→ **Exercise requirements**: Rewrite all of the following data with "occurrence" swapped for "instance" and nothing else changed, leaving out the pictures.

→ **Record excerpts**:
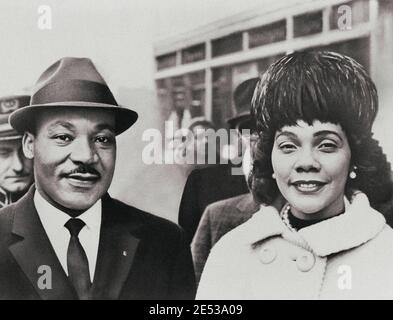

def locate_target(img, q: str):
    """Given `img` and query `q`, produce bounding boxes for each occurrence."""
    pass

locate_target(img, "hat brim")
[8,101,138,135]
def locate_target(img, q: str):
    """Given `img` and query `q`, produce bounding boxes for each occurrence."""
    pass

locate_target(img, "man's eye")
[95,136,113,144]
[54,134,72,142]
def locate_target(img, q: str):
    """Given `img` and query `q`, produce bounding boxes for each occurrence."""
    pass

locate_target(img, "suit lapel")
[9,186,76,300]
[91,195,139,300]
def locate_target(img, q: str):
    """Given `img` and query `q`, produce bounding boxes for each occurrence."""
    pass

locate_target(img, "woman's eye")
[279,143,296,152]
[318,141,337,151]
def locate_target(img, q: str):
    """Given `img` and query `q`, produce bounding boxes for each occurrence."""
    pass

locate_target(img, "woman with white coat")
[197,51,393,299]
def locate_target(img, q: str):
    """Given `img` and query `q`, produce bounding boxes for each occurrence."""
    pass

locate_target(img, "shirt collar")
[34,190,102,230]
[246,192,386,257]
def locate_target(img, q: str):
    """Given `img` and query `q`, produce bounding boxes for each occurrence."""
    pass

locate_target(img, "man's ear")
[22,132,34,159]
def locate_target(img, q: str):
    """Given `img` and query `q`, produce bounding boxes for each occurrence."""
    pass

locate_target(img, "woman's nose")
[295,148,321,172]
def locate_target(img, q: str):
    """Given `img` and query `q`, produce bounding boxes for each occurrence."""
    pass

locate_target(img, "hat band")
[30,80,117,106]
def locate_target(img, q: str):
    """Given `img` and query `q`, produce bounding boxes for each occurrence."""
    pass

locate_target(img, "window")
[181,43,206,64]
[156,52,176,70]
[248,20,287,48]
[293,11,322,38]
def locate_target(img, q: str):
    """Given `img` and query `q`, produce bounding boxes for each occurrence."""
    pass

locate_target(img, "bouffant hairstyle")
[248,51,393,209]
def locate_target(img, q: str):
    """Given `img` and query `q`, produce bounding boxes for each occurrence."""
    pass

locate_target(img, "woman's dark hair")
[248,51,393,208]
[188,120,216,131]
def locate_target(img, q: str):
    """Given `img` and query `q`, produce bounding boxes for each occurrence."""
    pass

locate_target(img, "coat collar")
[246,193,386,257]
[9,185,142,300]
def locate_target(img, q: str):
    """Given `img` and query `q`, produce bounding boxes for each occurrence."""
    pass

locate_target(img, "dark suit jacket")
[191,193,259,283]
[179,164,248,243]
[0,186,195,299]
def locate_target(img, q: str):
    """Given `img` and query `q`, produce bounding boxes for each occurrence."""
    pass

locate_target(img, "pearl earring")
[349,166,357,179]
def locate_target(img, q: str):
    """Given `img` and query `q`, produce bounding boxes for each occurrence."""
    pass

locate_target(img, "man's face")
[0,139,33,193]
[24,108,116,211]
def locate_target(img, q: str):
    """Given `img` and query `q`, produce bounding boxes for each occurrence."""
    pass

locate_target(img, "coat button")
[296,251,315,272]
[259,246,277,264]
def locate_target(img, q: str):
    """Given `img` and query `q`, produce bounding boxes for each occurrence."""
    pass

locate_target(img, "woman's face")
[272,120,351,220]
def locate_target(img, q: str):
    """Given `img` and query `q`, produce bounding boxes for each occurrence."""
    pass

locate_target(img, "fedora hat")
[227,77,259,128]
[9,57,138,134]
[0,95,30,141]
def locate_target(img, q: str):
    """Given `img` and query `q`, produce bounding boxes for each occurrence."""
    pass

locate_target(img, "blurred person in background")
[0,95,33,208]
[178,78,259,243]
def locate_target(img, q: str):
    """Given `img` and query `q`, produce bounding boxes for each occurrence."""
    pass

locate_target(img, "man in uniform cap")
[0,95,33,208]
[0,58,195,300]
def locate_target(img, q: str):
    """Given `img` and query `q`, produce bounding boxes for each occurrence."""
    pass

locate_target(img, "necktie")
[64,218,91,300]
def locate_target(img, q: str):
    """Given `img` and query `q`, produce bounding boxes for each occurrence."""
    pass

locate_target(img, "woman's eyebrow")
[276,131,297,139]
[313,130,343,141]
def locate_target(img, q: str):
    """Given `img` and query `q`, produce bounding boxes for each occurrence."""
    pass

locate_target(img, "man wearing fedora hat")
[0,58,195,299]
[0,95,33,208]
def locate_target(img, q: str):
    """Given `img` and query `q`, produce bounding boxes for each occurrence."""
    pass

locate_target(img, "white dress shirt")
[34,190,102,282]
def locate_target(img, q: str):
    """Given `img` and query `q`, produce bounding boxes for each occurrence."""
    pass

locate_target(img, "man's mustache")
[63,165,101,177]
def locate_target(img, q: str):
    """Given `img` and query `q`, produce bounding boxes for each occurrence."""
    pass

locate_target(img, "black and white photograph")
[0,0,393,302]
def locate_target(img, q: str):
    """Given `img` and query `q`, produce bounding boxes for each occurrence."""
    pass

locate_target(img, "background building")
[154,0,393,161]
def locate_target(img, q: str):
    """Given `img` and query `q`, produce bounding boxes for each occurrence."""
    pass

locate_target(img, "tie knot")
[64,218,86,237]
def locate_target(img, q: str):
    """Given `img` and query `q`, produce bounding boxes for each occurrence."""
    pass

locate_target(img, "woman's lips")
[291,180,326,193]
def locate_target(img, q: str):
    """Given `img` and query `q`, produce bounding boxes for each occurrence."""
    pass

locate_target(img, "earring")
[349,166,357,179]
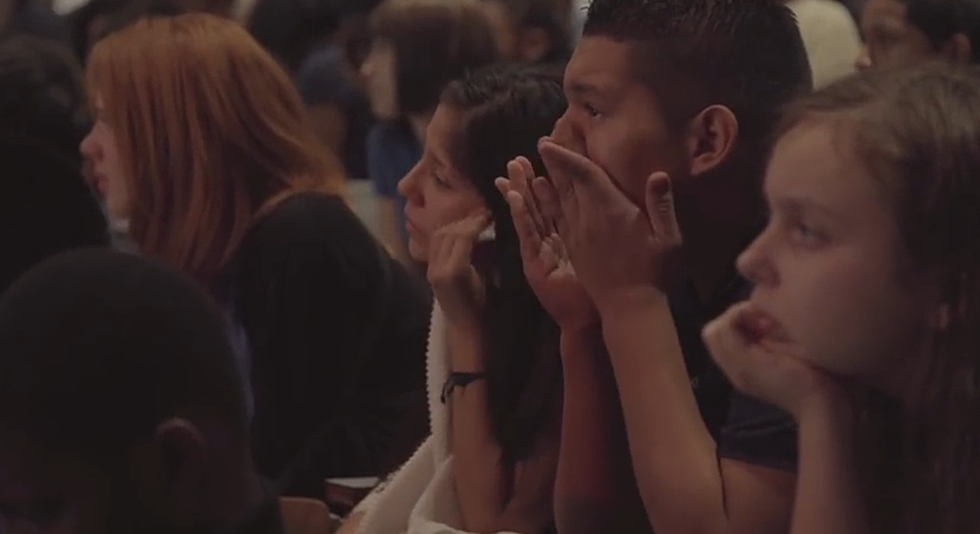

→ **Result of this task**:
def locate_target(img, q: str):
    """Given `img` and query `q`, produce bounding boxes for each instance."""
    pass

locate_target(img, "hat brim")
[8,101,138,135]
def locate_target(img, q: str):
    """Given `img` and query `q`, produce bounding boxes for each instance."""
    pass

locate_target(img, "man's eye")
[95,136,113,144]
[54,134,72,142]
def locate_target(img, q: str):
    """Given `img` and query `q`, produce bounding boxes for each instance."""
    pass

locate_target(img, "suit lapel")
[9,186,76,300]
[91,195,139,300]
def locate_target(img, q: str):
    """Given `img` and query `q`, produce bounding boxes for each instance."""
    pass

locate_target(img, "woman's eye")
[279,143,296,152]
[318,141,337,151]
def locate_target(img, q: str):
    """Given `img` and query `q`, produce bounding boxes for each instance."""
    pass

locate_target(img, "woman with white coat")
[197,51,393,299]
def locate_target(img, q: str):
    """Given `img` and query `q`, produce bounding boxes for each instance."""
    pass

locate_target(img, "shirt collar")
[34,190,102,230]
[246,192,386,257]
def locate_target(img, q: str):
    """Given `img` and query `q`, produce bounding boxes for each instance."""
    pass

locate_target(img, "man's ear")
[22,132,34,159]
def locate_target(img, q: str):
    """Given `img` and query `q`, produce bounding boxes for each instance."""
    pass

locate_target(img, "woman's nose")
[295,148,321,172]
def locate_target(img, q: str):
    """Given `img` and query `q`, produce bounding boxes for each instance."""
    pass

locate_target(img, "hat band")
[30,80,117,106]
def locate_target(img, q: str):
    """Given `img` and query `q`, produce bounding boxes for each instance."""
    pass

locate_target(img, "window")
[181,43,206,64]
[156,52,176,70]
[248,20,287,48]
[293,11,322,38]
def locate_target(img, q: str):
    """Given `img` and query `q`, produce bounding boxes for each instance."""
    pass

locate_target(img, "bouffant hairstyle")
[248,51,393,209]
def locate_target(img, q: str):
    """Given `img` and query `q`, produce bounding boxes for each instance."""
    pass

locate_target(img, "woman's dark hair")
[248,51,393,208]
[188,120,216,131]
def locate_target(img, q: str):
    """Given `img` and query `q`, produce bounding boxes for each instance."""
    pass

locate_target(img, "coat collar")
[246,193,386,257]
[9,185,142,300]
def locate_target(img, q: str):
    """Given `img` and query `q`, produce bounding boxes for each instance."""
    pass

locate_target(img, "dark suit jacket")
[191,193,259,283]
[179,164,248,243]
[0,186,195,299]
def locate_target(img, q: str):
    """Given `img` and query `q`, produce bounding boxes for each instance."""
    pass

locate_target(img, "pearl earring")
[349,166,357,179]
def locate_target(img, q: str):
    """Given `img` and query `q`, produce bounding boxes for each instance."""
    pass

locate_target(img, "man's face")
[0,139,33,193]
[24,108,116,211]
def locate_target(img, q: str):
    """Given `img` and query `q`, produce bounding boxes for each instance."""
    pass

locate_target(img, "coat button")
[296,251,315,272]
[259,246,277,264]
def locate_target(img, q: str):
    """Given `img` and query `q`, produce bounding boxes for each instance."""
    pass

locate_target(img, "woman's face")
[272,120,351,220]
def locate_target(img, q: str):
    """Given `img` and query `q`, produce bounding boxes for each instance."""
    pass

locate_target(img, "fedora hat")
[227,77,259,128]
[9,57,138,134]
[0,95,30,141]
def locate_target(img, q: str):
    """Given `img` and query `q`, produce bounding boxes for each instance."""
    pass

locate_target(img, "blurred person in background")
[0,95,33,208]
[178,78,259,243]
def locate_target(img, q: str):
    """Given `img` and query `q`, produce bounding boxes for each instance."""
    pass

locate_target(img, "man in uniform cap")
[0,95,33,208]
[0,58,195,300]
def locate_target(img, q: str):
    """Given `img` and query `q`, produce bounding boxes for each instance."""
    pass

locate_target(img, "necktie")
[64,218,91,300]
def locate_target(img, q: str):
    """Given `img` and query `q`, produce bounding boxes for each instance."""
    pass

locate_target(img, "woman's eyebrow")
[276,131,297,139]
[313,130,343,141]
def locate_target(img, q: str):
    """Given `img` and query `q`, produce bounding boxes for each instance."""
    pass

locate_target(img, "man wearing fedora hat")
[0,58,195,299]
[0,95,33,208]
def locate_target(img, q: str):
    """Given `img` and query `q`, produce bounding boxes for each instance."""
    pass

locate_target(img, "white dress shirt")
[34,190,102,282]
def locate_target(img, q: str):
    """Given `img` and query `q`, produce bounding boxes for each instance."""
    pass

locate_target(img, "man's mustache")
[63,165,101,177]
def locate_target(img, q: str):
    """Given `img` and query `q`, produce bounding boxes for each instance."""
    pass

locate_target(img, "black and white photograph")
[0,0,393,302]
def locate_target(img, q: str):
    """Given `img` and query `q`, produce bounding boxes for each instance."""
    pass

locate_target(img, "background building")
[154,0,393,161]
def locate_target(img, q: str):
    """Given `img` and query `q`, produce bounding boxes for each instance."""
    pass

locate_target(img, "tie knot")
[64,218,86,237]
def locate_target(img, q: str):
    """Given `img` and query `q`, produce bounding boxes for each instance."""
    pass

locate_target(img, "woman's lips")
[291,180,326,193]
def locate_target(img, q: str):
    """Given `img` and query `q`, produce bounding boxes for each instance."""
    pass

locate_target(img, "earring")
[349,166,357,179]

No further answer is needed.